**PROBLEM TO SOLVE:**
Please transcribe every record below exactly as it appears.

════

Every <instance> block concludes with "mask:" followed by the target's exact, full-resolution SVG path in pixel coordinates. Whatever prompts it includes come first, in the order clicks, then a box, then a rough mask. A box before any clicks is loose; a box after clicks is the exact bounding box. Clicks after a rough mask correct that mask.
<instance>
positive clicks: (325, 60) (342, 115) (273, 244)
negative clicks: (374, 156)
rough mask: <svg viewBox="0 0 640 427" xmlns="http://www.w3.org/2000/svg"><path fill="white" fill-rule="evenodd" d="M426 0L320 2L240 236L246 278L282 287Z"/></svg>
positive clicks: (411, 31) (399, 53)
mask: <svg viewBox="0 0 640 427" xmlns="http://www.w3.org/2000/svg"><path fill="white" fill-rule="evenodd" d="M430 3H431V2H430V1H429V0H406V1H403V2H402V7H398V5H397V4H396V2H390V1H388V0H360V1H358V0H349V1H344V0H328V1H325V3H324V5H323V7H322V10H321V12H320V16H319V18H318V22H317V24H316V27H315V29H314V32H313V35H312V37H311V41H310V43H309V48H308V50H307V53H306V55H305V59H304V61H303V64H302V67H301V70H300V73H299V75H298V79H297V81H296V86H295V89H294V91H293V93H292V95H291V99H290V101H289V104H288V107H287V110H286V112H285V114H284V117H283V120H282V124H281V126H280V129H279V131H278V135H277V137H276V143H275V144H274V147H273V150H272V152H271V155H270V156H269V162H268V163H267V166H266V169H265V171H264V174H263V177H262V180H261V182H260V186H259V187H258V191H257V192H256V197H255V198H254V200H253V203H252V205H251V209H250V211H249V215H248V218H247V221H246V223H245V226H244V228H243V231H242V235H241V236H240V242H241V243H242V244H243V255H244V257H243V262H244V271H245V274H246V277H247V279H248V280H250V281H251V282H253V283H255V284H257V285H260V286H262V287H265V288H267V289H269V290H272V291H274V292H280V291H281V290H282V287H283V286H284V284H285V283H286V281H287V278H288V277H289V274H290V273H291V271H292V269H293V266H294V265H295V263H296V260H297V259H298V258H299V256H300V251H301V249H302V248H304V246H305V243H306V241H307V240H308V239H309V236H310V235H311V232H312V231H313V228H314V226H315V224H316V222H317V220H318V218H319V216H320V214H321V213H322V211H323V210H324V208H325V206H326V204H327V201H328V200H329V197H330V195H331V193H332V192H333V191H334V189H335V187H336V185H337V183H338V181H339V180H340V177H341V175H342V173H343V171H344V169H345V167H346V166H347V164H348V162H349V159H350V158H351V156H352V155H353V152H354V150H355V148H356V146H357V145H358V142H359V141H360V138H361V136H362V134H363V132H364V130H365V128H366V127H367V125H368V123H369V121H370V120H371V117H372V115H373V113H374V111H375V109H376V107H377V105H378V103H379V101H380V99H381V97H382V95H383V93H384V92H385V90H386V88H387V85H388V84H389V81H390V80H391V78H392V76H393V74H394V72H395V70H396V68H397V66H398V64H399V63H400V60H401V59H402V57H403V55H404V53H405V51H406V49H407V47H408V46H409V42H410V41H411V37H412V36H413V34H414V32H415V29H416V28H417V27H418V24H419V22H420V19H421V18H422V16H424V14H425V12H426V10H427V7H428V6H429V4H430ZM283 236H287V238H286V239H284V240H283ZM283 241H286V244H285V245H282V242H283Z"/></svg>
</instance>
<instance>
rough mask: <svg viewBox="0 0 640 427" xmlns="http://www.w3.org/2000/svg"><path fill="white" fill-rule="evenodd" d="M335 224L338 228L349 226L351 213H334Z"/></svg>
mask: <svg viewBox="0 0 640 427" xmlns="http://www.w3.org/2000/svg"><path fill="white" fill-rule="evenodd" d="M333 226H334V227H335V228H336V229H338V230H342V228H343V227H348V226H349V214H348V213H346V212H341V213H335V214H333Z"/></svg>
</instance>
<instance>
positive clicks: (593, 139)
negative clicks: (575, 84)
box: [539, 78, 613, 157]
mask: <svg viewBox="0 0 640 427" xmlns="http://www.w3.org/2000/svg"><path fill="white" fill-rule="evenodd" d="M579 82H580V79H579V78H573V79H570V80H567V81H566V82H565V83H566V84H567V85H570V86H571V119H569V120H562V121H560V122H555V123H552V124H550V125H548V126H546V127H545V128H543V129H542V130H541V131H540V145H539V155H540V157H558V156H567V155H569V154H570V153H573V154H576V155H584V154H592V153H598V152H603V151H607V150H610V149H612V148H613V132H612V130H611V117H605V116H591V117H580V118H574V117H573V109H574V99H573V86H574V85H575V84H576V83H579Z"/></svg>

════

**YOUR SOLUTION:**
Every <instance> block concludes with "mask:" followed by the target's exact, full-resolution SVG path in pixel coordinates. Whatever prompts it includes come first, in the order clicks, then a box, then a rough mask. A box before any clicks is loose; a box after clicks is the exact bounding box. Clicks after a rough mask correct that mask.
<instance>
positive clicks: (325, 60) (342, 115) (273, 244)
negative clicks: (374, 156)
rough mask: <svg viewBox="0 0 640 427" xmlns="http://www.w3.org/2000/svg"><path fill="white" fill-rule="evenodd" d="M426 0L320 2L240 236L246 278L282 287Z"/></svg>
positive clicks: (411, 31) (399, 53)
mask: <svg viewBox="0 0 640 427" xmlns="http://www.w3.org/2000/svg"><path fill="white" fill-rule="evenodd" d="M430 3H431V2H430V1H429V0H406V1H403V2H402V7H398V5H397V4H396V2H390V1H388V0H360V1H358V0H349V1H344V0H328V1H325V3H324V5H323V7H322V10H321V12H320V16H319V18H318V22H317V24H316V27H315V29H314V32H313V35H312V37H311V41H310V43H309V48H308V50H307V53H306V55H305V59H304V61H303V64H302V67H301V70H300V73H299V75H298V79H297V81H296V86H295V89H294V91H293V93H292V95H291V99H290V101H289V104H288V107H287V110H286V112H285V114H284V117H283V120H282V124H281V126H280V129H279V131H278V135H277V137H276V143H275V144H274V147H273V150H272V152H271V155H270V156H269V162H268V163H267V166H266V169H265V171H264V174H263V177H262V180H261V182H260V186H259V187H258V191H257V192H256V197H255V198H254V200H253V203H252V205H251V209H250V211H249V215H248V218H247V221H246V223H245V226H244V228H243V231H242V235H241V236H240V242H241V243H242V244H243V255H244V257H243V262H244V271H245V274H246V277H247V279H248V280H250V281H251V282H253V283H255V284H257V285H260V286H262V287H265V288H267V289H269V290H272V291H274V292H280V291H281V290H282V287H283V286H284V284H285V283H286V281H287V278H288V277H289V274H290V273H291V271H292V269H293V266H294V265H295V263H296V260H297V259H298V258H299V256H300V251H301V249H302V248H304V246H305V243H306V241H307V240H308V239H309V236H310V235H311V232H312V231H313V228H314V226H315V224H316V222H317V220H318V218H319V216H320V214H321V213H322V211H323V210H324V208H325V206H326V204H327V201H328V200H329V197H330V195H331V193H332V192H333V191H334V189H335V187H336V185H337V183H338V181H339V180H340V177H341V175H342V173H343V171H344V169H345V167H346V166H347V164H348V162H349V159H350V158H351V156H352V155H353V152H354V150H355V148H356V146H357V145H358V142H359V141H360V138H361V136H362V134H363V132H364V130H365V128H366V127H367V125H368V123H369V121H370V120H371V117H372V115H373V113H374V111H375V109H376V107H377V105H378V103H379V101H380V99H381V97H382V95H383V93H384V92H385V90H386V88H387V85H388V84H389V81H390V80H391V78H392V76H393V74H394V72H395V70H396V68H397V66H398V64H399V63H400V60H401V59H402V57H403V55H404V53H405V51H406V49H407V47H408V46H409V42H410V41H411V37H412V36H413V34H414V32H415V29H416V28H417V27H418V24H419V22H420V19H421V18H422V16H424V14H425V12H426V10H427V7H428V6H429V4H430ZM283 236H287V238H286V239H284V240H283ZM283 241H286V244H285V245H282V242H283Z"/></svg>
</instance>
<instance>
rough mask: <svg viewBox="0 0 640 427" xmlns="http://www.w3.org/2000/svg"><path fill="white" fill-rule="evenodd" d="M335 224L338 228L349 226L351 213H334Z"/></svg>
mask: <svg viewBox="0 0 640 427" xmlns="http://www.w3.org/2000/svg"><path fill="white" fill-rule="evenodd" d="M333 226H334V227H335V228H336V229H338V230H342V228H343V227H348V226H349V214H348V213H346V212H341V213H335V214H333Z"/></svg>
</instance>
<instance>
positive clicks: (593, 139)
negative clicks: (575, 84)
box: [539, 78, 613, 157]
mask: <svg viewBox="0 0 640 427" xmlns="http://www.w3.org/2000/svg"><path fill="white" fill-rule="evenodd" d="M579 82H580V79H579V78H573V79H570V80H567V81H566V82H565V83H566V84H567V85H570V86H571V119H569V120H562V121H560V122H555V123H552V124H550V125H548V126H546V127H545V128H543V129H542V130H541V131H540V145H539V155H540V157H558V156H567V155H569V154H570V153H573V154H576V155H584V154H592V153H598V152H603V151H607V150H610V149H612V148H613V132H612V130H611V117H605V116H591V117H580V118H574V117H573V109H574V99H573V86H574V85H575V84H576V83H579Z"/></svg>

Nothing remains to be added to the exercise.